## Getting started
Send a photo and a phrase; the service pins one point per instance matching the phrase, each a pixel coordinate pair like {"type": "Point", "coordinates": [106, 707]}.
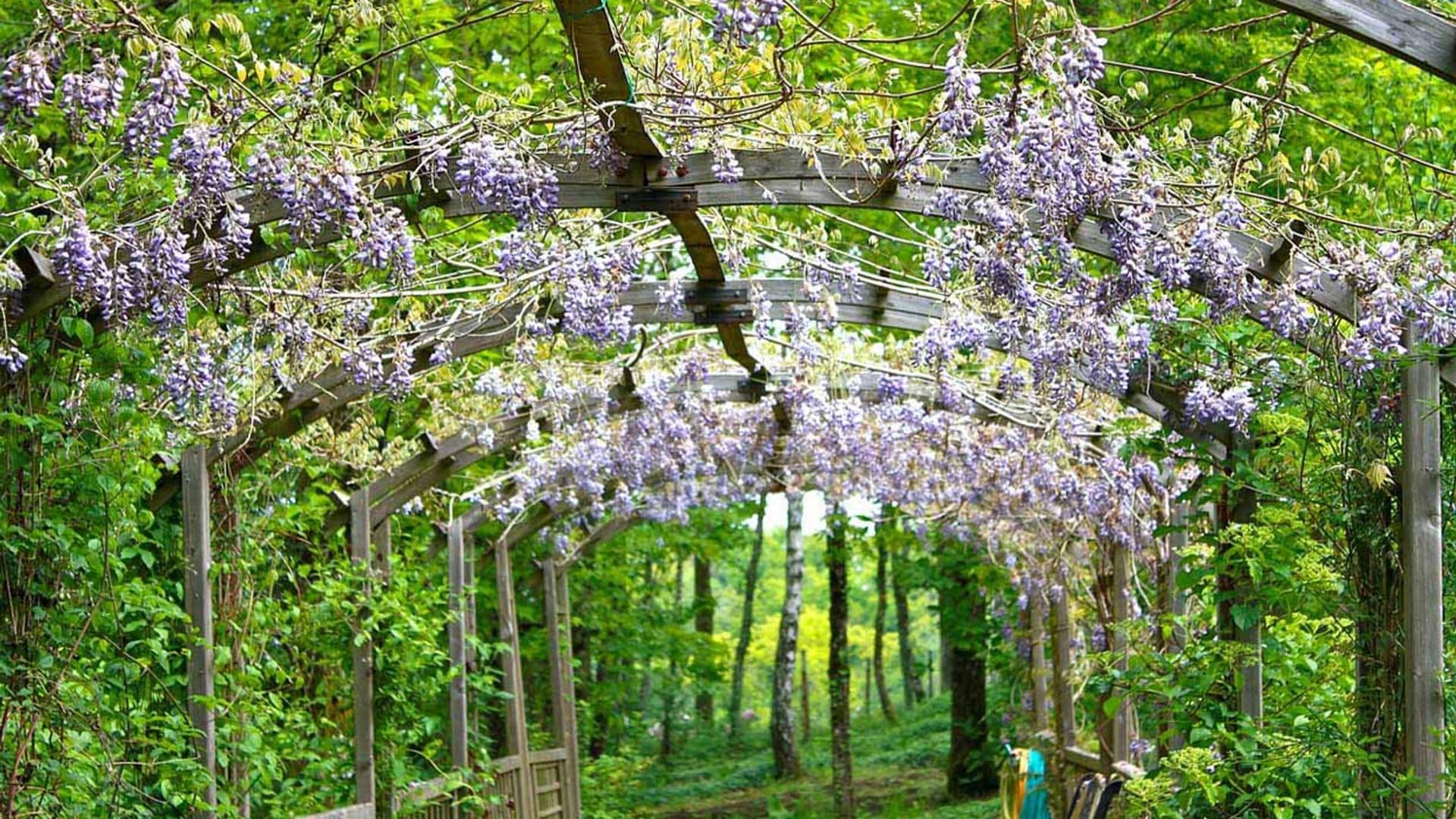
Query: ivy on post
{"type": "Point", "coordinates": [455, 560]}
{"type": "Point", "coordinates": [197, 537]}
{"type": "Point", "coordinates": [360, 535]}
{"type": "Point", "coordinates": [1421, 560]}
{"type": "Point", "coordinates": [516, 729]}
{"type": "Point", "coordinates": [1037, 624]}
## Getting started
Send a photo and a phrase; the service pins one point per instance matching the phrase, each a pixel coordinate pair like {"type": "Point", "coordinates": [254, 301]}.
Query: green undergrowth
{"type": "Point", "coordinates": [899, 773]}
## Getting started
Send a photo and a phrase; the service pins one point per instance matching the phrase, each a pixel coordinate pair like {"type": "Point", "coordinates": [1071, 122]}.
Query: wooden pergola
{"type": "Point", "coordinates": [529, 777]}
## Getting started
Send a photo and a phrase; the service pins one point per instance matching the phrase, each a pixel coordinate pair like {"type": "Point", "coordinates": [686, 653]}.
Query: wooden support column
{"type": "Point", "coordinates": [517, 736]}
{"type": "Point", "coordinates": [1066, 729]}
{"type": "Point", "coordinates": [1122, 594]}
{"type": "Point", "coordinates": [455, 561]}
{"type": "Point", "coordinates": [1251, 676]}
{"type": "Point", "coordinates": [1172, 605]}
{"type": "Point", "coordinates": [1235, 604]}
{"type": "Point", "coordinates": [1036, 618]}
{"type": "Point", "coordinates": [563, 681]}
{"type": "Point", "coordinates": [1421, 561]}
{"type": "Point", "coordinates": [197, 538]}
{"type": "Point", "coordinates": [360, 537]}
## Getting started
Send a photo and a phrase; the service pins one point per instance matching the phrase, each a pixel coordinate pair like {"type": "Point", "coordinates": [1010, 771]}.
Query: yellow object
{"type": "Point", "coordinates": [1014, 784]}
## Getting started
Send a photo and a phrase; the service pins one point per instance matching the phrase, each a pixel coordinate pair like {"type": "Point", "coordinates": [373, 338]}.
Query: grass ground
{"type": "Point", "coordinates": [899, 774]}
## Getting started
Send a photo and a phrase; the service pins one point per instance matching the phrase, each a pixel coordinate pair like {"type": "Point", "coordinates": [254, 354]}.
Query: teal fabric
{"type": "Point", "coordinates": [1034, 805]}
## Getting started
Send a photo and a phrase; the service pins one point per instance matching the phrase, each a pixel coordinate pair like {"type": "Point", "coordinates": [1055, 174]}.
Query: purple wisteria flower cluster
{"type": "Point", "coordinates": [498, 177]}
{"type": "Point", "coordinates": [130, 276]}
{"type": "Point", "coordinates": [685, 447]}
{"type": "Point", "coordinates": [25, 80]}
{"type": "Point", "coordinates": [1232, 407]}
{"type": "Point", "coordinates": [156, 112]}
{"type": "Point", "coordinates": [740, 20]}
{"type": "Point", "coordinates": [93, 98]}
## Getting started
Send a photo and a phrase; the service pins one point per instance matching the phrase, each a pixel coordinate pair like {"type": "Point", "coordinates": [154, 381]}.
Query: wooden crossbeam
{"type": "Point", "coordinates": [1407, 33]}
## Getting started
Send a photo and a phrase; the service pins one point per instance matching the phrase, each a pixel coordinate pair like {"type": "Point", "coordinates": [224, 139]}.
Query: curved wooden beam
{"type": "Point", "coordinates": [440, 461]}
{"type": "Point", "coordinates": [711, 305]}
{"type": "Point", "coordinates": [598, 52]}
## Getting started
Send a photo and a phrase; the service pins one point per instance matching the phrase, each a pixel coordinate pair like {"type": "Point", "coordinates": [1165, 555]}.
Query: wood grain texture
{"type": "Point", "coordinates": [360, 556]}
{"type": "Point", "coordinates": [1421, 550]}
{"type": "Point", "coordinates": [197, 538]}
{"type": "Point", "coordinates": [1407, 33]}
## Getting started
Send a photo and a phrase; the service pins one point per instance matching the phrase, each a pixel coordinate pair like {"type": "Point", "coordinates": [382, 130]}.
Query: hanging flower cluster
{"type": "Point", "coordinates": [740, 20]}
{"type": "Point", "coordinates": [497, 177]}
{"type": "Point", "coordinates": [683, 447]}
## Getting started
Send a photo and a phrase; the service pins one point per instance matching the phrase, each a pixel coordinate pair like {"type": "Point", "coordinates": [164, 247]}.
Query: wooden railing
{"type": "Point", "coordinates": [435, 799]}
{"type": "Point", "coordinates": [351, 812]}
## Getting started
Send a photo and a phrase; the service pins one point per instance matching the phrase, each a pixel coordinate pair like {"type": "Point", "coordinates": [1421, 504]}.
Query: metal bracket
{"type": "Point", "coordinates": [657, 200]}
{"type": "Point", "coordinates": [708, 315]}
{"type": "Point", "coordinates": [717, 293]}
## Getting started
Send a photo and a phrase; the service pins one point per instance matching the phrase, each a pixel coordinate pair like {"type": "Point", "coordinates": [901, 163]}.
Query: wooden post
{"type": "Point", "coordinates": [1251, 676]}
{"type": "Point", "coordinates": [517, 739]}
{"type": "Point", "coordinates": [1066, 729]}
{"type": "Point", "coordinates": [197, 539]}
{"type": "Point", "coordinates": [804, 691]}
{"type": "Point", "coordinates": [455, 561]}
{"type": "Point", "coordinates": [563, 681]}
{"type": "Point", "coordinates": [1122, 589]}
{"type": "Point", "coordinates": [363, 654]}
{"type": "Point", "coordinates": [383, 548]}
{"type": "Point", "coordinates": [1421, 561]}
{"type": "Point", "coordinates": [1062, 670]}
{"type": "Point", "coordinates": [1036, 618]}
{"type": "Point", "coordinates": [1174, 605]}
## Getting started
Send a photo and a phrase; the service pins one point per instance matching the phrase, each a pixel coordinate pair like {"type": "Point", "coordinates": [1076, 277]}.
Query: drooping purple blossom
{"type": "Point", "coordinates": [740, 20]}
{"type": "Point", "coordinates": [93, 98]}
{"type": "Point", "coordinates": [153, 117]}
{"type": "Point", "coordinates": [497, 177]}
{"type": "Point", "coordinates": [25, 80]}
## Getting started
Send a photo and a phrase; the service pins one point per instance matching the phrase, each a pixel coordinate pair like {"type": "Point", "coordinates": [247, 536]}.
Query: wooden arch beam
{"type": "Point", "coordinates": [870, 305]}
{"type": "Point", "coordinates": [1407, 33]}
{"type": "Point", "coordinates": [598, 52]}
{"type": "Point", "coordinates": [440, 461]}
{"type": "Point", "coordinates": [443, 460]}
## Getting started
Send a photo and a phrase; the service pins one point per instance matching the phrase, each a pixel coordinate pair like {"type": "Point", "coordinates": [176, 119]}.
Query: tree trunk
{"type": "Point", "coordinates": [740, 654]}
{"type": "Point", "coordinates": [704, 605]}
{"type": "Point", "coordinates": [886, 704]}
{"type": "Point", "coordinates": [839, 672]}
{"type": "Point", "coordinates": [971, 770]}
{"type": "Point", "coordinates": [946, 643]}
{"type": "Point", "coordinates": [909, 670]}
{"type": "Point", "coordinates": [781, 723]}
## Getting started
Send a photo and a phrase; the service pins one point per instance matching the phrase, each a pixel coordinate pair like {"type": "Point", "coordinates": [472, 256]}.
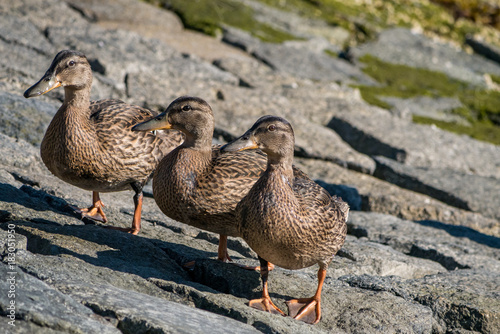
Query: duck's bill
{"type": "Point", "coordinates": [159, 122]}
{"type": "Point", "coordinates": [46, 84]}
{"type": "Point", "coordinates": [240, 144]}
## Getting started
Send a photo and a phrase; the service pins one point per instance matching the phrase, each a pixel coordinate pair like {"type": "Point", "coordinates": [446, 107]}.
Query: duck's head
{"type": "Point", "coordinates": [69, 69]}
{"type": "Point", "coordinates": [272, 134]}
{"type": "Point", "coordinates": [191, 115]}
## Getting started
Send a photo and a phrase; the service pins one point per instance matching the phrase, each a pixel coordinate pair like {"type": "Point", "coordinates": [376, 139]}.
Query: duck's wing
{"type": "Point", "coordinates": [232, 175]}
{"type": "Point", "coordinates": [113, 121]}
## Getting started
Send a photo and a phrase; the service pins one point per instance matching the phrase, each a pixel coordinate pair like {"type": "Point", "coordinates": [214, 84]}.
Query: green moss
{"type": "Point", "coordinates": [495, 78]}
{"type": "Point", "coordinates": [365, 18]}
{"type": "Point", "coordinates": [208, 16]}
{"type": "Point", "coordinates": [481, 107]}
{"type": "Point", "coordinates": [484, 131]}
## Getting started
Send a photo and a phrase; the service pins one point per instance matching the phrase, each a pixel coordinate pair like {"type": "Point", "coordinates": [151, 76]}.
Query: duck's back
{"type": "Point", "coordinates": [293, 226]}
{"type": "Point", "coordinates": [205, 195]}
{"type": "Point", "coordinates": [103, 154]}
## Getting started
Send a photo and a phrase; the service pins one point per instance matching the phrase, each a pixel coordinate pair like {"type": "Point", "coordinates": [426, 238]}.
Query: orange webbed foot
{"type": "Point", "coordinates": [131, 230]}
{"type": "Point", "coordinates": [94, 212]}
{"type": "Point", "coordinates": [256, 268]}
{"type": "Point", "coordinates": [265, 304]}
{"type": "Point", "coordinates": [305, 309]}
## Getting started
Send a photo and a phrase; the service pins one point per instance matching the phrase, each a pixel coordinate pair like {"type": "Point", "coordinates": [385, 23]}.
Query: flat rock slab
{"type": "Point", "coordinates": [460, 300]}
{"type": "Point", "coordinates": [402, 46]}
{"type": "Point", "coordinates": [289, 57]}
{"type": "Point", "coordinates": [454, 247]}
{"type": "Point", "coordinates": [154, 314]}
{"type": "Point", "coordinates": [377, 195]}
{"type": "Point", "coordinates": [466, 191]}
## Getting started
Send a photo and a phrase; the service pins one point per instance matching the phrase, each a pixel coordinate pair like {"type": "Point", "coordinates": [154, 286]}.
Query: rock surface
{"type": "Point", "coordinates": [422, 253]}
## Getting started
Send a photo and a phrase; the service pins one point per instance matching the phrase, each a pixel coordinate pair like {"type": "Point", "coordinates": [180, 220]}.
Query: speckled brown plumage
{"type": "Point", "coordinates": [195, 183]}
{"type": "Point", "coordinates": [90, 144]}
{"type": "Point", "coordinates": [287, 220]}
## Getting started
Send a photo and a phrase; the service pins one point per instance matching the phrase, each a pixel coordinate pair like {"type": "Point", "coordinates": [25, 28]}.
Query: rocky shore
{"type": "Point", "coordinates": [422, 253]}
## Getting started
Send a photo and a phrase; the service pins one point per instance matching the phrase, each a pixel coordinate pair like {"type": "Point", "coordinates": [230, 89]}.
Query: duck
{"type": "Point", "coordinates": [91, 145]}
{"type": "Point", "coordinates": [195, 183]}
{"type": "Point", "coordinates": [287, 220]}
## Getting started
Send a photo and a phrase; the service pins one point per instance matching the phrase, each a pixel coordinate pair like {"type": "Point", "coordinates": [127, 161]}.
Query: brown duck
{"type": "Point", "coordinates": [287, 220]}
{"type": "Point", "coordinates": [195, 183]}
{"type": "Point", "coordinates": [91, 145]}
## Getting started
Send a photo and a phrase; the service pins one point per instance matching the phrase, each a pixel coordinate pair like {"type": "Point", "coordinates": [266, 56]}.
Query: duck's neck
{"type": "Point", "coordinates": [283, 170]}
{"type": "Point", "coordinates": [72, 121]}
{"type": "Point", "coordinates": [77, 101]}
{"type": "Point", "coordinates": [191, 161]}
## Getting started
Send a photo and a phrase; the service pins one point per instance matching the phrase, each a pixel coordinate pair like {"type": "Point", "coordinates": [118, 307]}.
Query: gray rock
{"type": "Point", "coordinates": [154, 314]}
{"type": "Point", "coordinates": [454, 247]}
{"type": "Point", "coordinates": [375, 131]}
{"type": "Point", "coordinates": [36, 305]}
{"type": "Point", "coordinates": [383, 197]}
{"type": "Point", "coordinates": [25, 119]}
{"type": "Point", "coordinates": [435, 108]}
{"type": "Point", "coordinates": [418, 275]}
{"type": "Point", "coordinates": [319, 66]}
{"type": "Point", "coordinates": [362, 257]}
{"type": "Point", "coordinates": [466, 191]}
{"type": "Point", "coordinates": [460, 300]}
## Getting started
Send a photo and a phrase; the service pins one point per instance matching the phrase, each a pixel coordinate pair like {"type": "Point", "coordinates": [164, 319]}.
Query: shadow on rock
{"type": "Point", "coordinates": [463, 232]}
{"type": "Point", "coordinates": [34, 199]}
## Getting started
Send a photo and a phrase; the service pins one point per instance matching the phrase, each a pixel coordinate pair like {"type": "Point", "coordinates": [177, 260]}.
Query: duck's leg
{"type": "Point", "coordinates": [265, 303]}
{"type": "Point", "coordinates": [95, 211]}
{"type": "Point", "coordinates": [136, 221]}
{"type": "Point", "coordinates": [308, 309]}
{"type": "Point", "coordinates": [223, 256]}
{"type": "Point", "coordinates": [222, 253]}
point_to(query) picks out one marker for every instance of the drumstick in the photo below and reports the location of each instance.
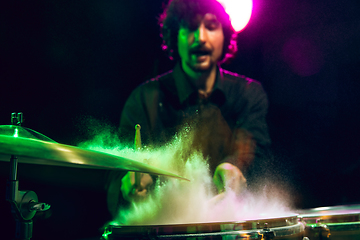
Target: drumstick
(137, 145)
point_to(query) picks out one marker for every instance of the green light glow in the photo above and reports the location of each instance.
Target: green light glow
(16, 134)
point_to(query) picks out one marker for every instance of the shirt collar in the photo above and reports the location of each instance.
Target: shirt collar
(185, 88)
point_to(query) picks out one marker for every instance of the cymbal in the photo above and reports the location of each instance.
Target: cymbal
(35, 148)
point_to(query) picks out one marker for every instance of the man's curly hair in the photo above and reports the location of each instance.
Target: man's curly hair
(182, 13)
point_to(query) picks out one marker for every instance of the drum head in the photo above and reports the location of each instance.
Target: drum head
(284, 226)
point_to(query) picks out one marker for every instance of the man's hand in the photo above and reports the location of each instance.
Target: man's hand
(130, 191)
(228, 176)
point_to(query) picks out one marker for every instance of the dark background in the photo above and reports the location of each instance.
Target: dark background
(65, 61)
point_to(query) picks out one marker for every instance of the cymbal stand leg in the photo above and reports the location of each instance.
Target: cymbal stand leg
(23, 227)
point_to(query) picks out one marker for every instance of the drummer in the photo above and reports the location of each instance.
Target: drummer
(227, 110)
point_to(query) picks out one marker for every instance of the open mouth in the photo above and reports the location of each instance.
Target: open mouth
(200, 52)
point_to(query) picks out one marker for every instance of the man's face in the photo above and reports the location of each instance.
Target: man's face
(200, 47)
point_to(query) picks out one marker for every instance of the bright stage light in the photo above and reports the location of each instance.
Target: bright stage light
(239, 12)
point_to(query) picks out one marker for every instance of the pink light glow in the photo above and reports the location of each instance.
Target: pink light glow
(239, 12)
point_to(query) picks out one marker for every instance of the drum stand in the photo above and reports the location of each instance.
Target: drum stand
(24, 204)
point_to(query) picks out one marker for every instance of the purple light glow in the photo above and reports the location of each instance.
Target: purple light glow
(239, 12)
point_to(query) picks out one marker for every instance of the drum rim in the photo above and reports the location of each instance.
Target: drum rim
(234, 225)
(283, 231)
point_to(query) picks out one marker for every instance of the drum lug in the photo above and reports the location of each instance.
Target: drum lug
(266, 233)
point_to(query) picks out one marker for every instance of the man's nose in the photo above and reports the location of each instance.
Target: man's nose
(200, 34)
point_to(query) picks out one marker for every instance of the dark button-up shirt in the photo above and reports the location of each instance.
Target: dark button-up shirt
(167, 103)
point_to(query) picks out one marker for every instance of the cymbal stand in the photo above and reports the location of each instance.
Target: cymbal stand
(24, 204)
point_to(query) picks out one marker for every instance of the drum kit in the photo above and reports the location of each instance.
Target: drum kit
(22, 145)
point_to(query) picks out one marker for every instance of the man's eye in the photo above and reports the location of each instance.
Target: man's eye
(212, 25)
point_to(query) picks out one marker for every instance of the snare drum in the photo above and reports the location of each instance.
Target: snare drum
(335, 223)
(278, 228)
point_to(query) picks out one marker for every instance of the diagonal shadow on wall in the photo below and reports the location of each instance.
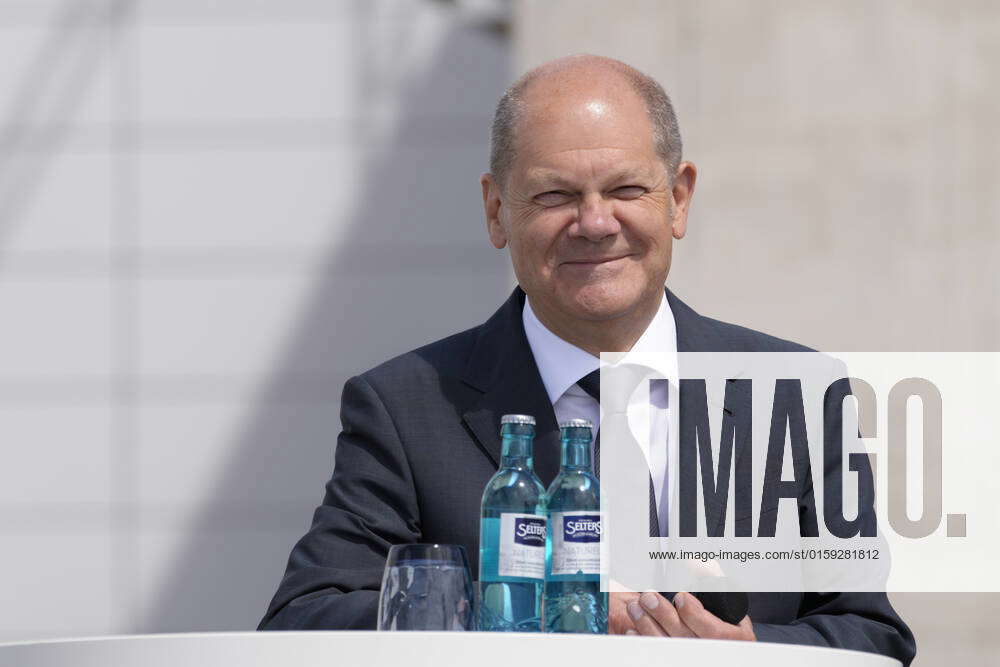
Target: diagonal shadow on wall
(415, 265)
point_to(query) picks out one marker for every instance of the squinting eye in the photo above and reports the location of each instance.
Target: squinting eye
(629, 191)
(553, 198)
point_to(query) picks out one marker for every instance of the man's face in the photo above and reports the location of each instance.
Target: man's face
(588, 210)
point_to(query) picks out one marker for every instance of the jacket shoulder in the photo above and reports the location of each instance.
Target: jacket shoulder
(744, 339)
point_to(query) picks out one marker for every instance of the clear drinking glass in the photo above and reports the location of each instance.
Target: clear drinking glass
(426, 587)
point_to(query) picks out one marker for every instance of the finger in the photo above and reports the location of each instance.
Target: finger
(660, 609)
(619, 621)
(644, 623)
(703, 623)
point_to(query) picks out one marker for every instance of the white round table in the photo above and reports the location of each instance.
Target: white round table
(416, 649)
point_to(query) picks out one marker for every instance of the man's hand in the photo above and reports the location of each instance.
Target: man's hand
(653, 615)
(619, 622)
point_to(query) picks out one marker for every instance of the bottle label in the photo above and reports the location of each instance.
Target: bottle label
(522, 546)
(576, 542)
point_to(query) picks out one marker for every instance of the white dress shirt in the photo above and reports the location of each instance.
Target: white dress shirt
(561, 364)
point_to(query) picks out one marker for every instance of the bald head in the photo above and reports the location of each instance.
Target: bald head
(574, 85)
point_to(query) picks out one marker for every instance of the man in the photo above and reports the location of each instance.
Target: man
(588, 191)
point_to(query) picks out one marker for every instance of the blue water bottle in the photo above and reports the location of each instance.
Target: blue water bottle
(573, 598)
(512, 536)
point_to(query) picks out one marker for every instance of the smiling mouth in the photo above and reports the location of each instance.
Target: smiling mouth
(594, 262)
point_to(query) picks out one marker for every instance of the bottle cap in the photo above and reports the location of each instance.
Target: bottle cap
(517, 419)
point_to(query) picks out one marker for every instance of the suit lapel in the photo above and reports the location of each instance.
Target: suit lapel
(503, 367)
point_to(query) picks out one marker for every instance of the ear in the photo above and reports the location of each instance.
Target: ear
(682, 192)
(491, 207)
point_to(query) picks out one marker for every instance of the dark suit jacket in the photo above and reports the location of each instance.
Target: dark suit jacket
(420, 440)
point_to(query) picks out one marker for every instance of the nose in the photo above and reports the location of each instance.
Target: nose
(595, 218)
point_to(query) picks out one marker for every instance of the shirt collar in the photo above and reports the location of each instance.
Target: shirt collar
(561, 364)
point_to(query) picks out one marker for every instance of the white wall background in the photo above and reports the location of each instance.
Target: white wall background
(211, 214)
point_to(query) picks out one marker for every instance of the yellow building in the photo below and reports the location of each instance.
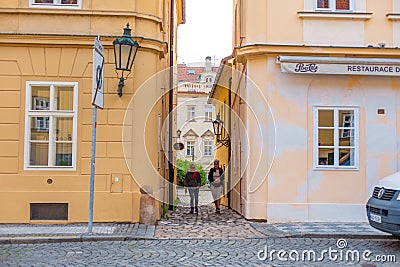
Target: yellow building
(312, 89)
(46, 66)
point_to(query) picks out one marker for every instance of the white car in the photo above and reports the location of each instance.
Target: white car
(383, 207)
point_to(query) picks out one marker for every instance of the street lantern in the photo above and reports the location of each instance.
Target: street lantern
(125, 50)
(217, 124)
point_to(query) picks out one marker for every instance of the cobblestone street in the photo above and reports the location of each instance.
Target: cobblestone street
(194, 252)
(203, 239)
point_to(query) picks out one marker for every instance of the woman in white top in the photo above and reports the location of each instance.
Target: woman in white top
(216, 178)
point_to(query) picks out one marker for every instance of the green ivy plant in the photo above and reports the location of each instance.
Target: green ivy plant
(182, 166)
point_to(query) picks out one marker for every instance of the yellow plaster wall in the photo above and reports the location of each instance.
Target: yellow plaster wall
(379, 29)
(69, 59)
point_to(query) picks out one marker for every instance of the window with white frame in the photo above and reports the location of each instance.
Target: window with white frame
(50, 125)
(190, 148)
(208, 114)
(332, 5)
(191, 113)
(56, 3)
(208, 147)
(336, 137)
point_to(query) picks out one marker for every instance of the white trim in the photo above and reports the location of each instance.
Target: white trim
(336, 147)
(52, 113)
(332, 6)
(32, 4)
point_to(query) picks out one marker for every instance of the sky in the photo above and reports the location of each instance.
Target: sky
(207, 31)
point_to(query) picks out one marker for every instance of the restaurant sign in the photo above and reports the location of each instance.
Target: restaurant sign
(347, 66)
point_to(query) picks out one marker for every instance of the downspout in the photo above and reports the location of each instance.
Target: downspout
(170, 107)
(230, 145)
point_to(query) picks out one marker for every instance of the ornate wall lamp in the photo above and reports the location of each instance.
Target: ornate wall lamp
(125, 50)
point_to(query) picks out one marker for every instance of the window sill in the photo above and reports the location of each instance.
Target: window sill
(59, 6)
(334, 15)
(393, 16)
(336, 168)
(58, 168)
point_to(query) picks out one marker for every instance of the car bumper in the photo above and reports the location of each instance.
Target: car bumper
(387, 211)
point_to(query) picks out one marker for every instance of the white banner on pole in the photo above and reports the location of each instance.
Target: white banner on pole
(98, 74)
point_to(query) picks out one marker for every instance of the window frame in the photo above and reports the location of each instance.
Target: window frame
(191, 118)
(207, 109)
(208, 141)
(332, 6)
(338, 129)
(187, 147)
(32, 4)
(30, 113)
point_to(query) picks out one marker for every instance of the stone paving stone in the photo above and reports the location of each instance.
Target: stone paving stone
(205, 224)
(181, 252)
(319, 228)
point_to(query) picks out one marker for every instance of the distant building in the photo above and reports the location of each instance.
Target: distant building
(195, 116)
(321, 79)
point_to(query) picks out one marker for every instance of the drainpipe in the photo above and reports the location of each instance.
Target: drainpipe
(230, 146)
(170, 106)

****

• [The problem]:
Using the listing above, show every line that includes the string "below".

• [Solved problem]:
point_to(query) picks out one marker for every instance of the drumstick in the photo below and reports the location of each instance.
point_to(query) picks out one marker for every instance of the diagonal shadow on wall in the photo below and reports the location of each instance.
point_to(query) picks out one marker for every instance of the yellow building in the photo below and reports the location of each instance.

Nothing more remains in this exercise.